**What needs to be done:** Images do not belong in the copy. Retype all the entries below exactly.

# # # # # # #

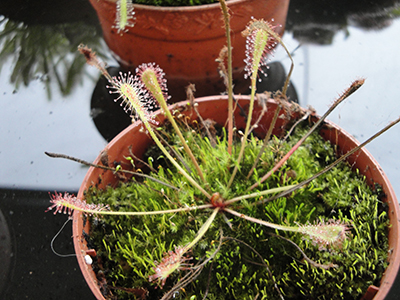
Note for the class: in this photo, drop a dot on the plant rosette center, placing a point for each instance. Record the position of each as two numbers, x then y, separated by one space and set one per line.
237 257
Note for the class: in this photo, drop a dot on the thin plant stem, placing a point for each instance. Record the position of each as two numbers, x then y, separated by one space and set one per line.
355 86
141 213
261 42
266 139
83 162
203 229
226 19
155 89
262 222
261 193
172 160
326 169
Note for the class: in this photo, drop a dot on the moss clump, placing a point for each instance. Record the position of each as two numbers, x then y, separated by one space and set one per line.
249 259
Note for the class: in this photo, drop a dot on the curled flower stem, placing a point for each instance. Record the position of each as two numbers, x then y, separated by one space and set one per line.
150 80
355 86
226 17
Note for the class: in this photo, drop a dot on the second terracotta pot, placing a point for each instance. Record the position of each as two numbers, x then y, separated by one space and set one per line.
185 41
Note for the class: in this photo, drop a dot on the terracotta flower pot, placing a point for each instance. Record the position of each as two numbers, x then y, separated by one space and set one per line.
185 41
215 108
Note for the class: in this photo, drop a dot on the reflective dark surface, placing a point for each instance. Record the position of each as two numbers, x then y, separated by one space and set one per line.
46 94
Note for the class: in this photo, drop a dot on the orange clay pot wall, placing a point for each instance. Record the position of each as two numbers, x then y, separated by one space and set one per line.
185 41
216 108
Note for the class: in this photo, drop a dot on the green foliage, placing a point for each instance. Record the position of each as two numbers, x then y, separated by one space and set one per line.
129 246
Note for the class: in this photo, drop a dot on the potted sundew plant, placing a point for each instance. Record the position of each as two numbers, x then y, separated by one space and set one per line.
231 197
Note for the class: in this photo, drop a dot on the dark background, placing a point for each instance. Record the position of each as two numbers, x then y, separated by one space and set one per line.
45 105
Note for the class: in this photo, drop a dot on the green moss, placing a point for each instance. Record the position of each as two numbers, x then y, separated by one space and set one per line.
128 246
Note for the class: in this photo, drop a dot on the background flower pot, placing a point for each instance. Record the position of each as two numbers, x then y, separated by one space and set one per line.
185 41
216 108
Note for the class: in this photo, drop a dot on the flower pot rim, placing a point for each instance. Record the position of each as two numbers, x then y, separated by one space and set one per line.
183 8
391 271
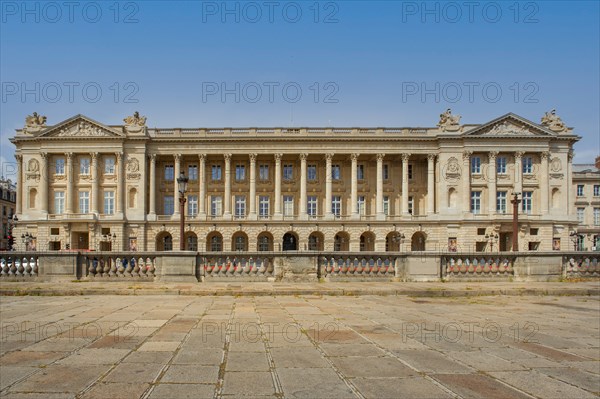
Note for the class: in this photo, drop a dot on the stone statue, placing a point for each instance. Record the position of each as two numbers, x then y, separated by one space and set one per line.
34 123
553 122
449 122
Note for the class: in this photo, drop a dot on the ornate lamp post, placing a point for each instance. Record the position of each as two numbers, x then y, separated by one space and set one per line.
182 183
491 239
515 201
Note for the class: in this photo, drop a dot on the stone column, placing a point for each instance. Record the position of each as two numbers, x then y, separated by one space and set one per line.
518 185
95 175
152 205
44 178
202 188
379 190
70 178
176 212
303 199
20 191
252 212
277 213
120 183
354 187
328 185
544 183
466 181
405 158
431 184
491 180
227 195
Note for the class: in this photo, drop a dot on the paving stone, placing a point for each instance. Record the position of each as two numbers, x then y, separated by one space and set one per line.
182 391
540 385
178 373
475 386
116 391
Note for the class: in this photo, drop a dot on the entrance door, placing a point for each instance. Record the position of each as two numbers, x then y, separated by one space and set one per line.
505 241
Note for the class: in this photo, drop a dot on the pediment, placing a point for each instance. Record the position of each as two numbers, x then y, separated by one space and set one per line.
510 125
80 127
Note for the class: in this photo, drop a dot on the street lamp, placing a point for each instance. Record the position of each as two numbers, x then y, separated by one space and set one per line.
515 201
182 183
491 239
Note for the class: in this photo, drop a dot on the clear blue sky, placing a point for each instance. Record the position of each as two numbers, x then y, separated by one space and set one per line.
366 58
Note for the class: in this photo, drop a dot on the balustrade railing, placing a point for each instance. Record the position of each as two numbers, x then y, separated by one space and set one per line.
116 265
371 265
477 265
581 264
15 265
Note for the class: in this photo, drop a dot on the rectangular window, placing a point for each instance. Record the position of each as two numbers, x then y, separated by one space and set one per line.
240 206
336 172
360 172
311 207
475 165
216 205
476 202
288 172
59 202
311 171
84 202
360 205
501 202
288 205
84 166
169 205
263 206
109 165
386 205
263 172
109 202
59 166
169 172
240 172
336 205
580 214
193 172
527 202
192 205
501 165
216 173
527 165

# # # # # # #

**Answer to the task:**
Note for the class: in this photo, drop a dot on the plant rosette center, placing a point for each instance. Record the position of each as two numbers, x then y, separated by one space and set one per line.
237 257
Note for the class: in this photo, drop a dot on the thin plant stem, placing a point for each instance. Record the position of each as two numbers, x then y, separated by one space and set one per line.
355 86
141 213
261 42
266 139
83 162
203 229
226 19
155 89
262 222
261 193
172 160
326 169
Note for the class: in this photo, drop a dot on the moss clump, placing a point for each instance. Record the position of each as two numbers, x then y, separated by one space and set one per line.
249 259
Note for the class: in this photo, drop a dot on the curled flower stem, placing a point for each instance. Record the position of each as two numbers, x then y, separated by one space and set one per line.
150 80
355 86
226 17
Note for the class: in this photo, drop a dot on the second terracotta pot, placing a point for each instance. Record the position of each as two numbers, x then y, separated by one space and set one per line.
185 41
Note for the class: in this photo, drop a dot on the terracotta flower pot, placing a point for each instance. Record the position of each as two numbers, x then y, separated by one space and set one per line.
185 41
215 108
Note for the class: in this photo, drop a dot on the reflective dark surface, placing a point for each instance. Record the position of each as two numbers, x then y, separated by one space and set one per line.
46 94
Note for the class: in this photo, drop a dot on the orange clay pot wall, placing a point for each instance. Record the position of each as two numbers, x then y, separated by one space and set one per line.
185 41
216 108
Note for the class: in this photo, drop a dot on the green foliage, placing a point for each instance. Record the position of each as two numbers, x then y, separated by one space and set one per line.
129 246
Note for the class: in this photo, drop a dot on the potted sundew plant, placing a point for each instance. Record the position of each as two numbers, x then y, separated by one space and set one per line.
231 197
Note for the class: in this photo, drop a dot on the dark background, placing a point for each instance. Record the position of each as two numbers, x then y, separated by one space and set one per line.
45 105
Note for the class: in this photo, drop a dot on the green moss, placing a point for each instance. Record the position of each as two numbers, x then y, separated by one space and set one per line.
128 246
Note for the class: in this photo, drop a dot on the background flower pot, placing a point for each instance. Record the position of each as two numbers, x then y, separated by one space and set one per line.
185 41
216 108
Note for the class: in this photo, drop a dot on the flower pot rim, placing a point for each instance. Record the position of each as two numbers, x then y, separated by one space and set one per line.
183 8
391 271
Note for the class: in this photo, drop a dot on the stone statue, placing a point for each instance. Record the position of each as two numbers, x then y, separated by one space and set one per line.
34 123
553 122
449 122
Note for the class: in this photo, drop a dot on the ornate lamp post, placing a point for each instance. Record the position of each as two numbers, x then y, separated by one space and set one per line.
182 183
491 239
515 201
Note for the class: in this photo, drop a dot on the stone column, placing a point for each instance. Record the position of each as two numbers, x then y, separated by one space and set one per line.
518 185
95 175
152 205
44 178
202 188
379 190
70 178
176 212
303 199
20 191
252 212
277 213
120 183
354 187
328 185
544 183
466 181
405 158
431 184
491 180
227 195
Note for the class: in this photo, drop a dot on the paving stone, placing a point for each instance. Record the position of each as two numbers, x then y, separated by one space and set one per line.
182 391
540 385
178 373
475 386
116 391
Note for the class: in this photo, drop a dot on the entrance door, placing a point for each instance. Record the position of each as two numbers, x then y, separated by one space and set one per line.
505 241
Note for the class: in this photo, drop a dot on the pediment, placing a point for each instance. Record the position of each as two numbers, x then y, separated by one space and set one per line.
510 125
80 127
Note for the class: in this photo, drop a dot on the street lamp, placing a point for each instance. Record the position of each as two numbers, x then y, separated by one space and set one per line.
515 201
182 183
491 239
Note for the class: in this photo, drop a dot on the clear blue sky, placing a point for each instance. Record the position of each as two numbers, x then y, separated by one space and set one per line.
366 58
Note for the class: in this photo, drop a dot on the balustrade railing, placing a point for each instance. Record the position of each as two numbers, x then y, separated by one space and set one per line.
116 265
371 265
477 265
581 264
15 265
Note for the class: in this photo, drop a dot on the rectangular window, placing a point for each instance. Record the position of each as two numbers, x then y, separated by one space and set one per line.
240 206
336 172
360 172
311 207
475 165
216 205
476 202
288 172
59 202
311 171
84 202
360 205
501 202
288 205
84 166
169 205
263 206
109 165
386 205
263 172
109 202
59 166
169 172
240 172
336 205
580 214
193 172
527 202
192 205
501 165
216 173
527 165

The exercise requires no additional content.